▶ _Page_:

## start

# **EveryDream 2 - Jupyter Notebook**

# Fine-tuning Stable Diffusion base model with a photographer image dataset

### Bella Kotak

**Bella Kotak** is an award-winning UK-based photographer with a strong, distinctive style. For this notebook tutorial, we will fine-tune a Stable Diffusion base model using her recent artwork.

Go and check her instagram account now at [https://www.instagram.com/bellakotak](https://www.instagram.com/bellakotak) ...and be amazed!

### Before fine-tuning the base model
Hope you checked her portfolio, but if you haven't already, have a look at it now because you need to know how much the baseline model needs to learn to be able to create decent-looking synthetic images of her unique artistic vision. 

If you prompt the base Stable Diffusion 1.5 model with **"a black and white photo of a woman wearing a floral crown and holding a bouquet of flowers in the style of Bella Kotak"**, the base model will struggle to generate a picture that truly represents her style, or even follow the prompt. 
  
![Bella before](https://drive.google.com/uc?export=view&id=1iUX_aMLQCulbcLMEMbta9GRsPk4VVG-i)

### After fine-tuning the base model
Thankfully by fine-tuning the base Stable Diffusion model using hundreds of captioned images of Bella Kotak, the ability of the base model to generate better-looking photographs based on her style is rather improved. Even the prompt is better followed. 

The following image was generated using the same prompt, seed, 614x512 resolution, and CFG value as the image above.

![Bella after](https://drive.google.com/uc?export=view&id=1GgOyCNIFAkjsvkVcYc7U3SlgppLXMJPX)


It's not a perfect image but yet the differences between the non-fine tuned model image and the fine-tuned one are very noticeable. That's the power of fine-tuning a Stable Diffusion base model with a custom image dataset.

# Step 1. Upload training images

### Download and extract the dataset 


We are going to download into our GPU instance an image dataset that has already been prepared. That is, images are organised in folders and each one is captioned in the following format:

_"[description of the image] in the style of Bella Kotak.jpg"_

Running the cell bellow will:
1) Download a public ZIP file from Google Drive.

## end

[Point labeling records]
## start

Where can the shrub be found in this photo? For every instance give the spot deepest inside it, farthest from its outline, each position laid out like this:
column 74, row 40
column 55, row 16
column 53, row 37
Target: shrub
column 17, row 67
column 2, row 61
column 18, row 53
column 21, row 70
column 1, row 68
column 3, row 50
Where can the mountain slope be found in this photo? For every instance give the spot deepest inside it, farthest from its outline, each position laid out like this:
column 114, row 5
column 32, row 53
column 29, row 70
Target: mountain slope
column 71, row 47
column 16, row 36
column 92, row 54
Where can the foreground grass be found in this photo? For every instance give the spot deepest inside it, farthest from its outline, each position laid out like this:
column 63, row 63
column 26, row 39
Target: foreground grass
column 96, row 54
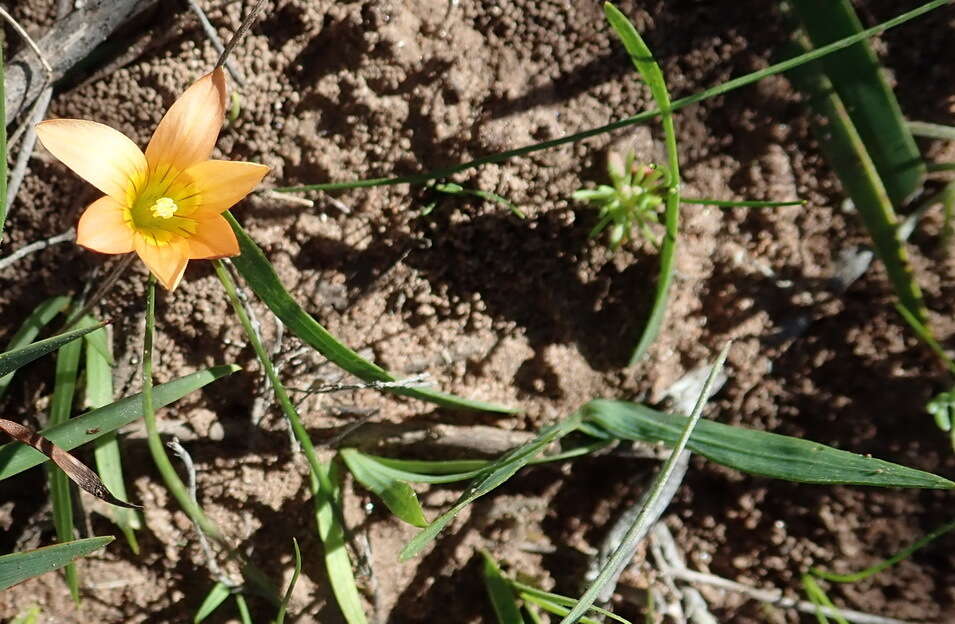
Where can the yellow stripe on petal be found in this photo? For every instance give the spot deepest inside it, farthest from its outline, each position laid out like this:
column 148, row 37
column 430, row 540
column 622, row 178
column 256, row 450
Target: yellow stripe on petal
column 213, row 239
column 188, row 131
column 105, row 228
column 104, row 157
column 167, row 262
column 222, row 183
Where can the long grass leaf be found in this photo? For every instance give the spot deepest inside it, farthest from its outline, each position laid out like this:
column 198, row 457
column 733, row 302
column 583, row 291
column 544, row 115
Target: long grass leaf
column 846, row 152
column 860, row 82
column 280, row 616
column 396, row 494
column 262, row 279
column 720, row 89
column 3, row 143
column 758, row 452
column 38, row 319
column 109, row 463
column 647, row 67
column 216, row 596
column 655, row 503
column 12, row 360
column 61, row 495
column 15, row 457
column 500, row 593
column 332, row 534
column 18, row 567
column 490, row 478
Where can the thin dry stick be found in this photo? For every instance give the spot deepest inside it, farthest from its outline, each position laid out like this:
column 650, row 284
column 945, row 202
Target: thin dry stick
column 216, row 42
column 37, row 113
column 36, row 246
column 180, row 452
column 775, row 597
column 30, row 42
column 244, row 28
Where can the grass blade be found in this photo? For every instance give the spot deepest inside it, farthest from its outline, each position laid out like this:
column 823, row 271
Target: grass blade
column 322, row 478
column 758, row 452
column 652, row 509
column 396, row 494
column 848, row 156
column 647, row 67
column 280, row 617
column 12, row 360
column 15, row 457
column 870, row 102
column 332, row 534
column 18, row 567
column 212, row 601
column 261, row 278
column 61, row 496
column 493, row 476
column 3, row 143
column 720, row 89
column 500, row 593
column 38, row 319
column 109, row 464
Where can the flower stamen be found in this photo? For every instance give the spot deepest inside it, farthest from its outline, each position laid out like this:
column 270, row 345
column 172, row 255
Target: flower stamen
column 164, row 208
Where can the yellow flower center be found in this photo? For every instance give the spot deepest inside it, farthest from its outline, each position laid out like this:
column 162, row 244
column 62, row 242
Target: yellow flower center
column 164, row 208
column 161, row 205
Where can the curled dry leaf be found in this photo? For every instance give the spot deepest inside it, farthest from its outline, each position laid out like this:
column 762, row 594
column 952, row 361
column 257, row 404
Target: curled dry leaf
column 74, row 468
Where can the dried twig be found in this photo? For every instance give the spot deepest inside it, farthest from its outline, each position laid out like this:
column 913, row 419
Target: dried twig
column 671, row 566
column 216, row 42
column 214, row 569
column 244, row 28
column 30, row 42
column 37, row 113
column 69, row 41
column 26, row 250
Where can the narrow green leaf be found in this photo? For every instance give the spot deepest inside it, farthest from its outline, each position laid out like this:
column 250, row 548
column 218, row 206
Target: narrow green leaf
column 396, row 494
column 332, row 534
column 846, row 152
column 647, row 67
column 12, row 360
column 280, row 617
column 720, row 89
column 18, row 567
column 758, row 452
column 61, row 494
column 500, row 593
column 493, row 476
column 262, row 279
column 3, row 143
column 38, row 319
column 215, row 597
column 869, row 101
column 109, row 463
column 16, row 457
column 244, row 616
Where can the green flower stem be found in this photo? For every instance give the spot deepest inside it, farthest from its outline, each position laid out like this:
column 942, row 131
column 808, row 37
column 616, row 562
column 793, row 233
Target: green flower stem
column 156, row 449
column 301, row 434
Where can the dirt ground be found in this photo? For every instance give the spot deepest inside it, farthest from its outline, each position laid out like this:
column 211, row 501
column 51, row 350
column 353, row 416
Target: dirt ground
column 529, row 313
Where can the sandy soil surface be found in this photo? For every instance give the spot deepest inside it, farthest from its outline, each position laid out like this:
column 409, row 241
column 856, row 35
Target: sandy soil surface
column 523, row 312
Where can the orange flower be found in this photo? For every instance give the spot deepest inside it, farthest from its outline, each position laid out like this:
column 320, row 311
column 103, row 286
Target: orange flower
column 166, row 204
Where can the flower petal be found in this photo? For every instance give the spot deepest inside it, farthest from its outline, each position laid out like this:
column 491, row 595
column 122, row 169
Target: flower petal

## end

▶ _Stated problem 1_: In the fine-tuning page, take the part that opens with the words "### After fine-tuning" and closes with "the image above.", and change "hundreds" to "thousands" there. What does that part read with the swap made?
▶ _Stated problem 2_: Can you repeat the records word for word from the line containing "Where can the thin" through the line containing "column 109, row 464", with both of those lines included?
The records are unrelated to the page on fine-tuning Stable Diffusion.

▶ _Worked answer 1_:
### After fine-tuning the base model
Thankfully by fine-tuning the base Stable Diffusion model using thousands of captioned images of Bella Kotak, the ability of the base model to generate better-looking photographs based on her style is rather improved. Even the prompt is better followed. 

The following image was generated using the same prompt, seed, 614x512 resolution, and CFG value as the image above.

▶ _Worked answer 2_:
Where can the thin dry stick be found in this photo? For every instance give the spot deepest inside it, farthest from its outline, each position laid out like this:
column 650, row 284
column 945, row 202
Target: thin dry stick
column 216, row 42
column 37, row 113
column 36, row 246
column 180, row 452
column 775, row 597
column 30, row 42
column 244, row 28
Where can the grass blade be found in this photo? For every instance give the spot deepest inside it, farthest from its outline, each position laid out like this:
column 823, row 271
Target: grass blade
column 322, row 478
column 758, row 452
column 652, row 509
column 396, row 494
column 848, row 156
column 647, row 67
column 280, row 617
column 12, row 360
column 15, row 457
column 870, row 102
column 332, row 534
column 18, row 567
column 212, row 601
column 261, row 278
column 61, row 496
column 493, row 476
column 3, row 143
column 720, row 89
column 500, row 593
column 38, row 319
column 109, row 464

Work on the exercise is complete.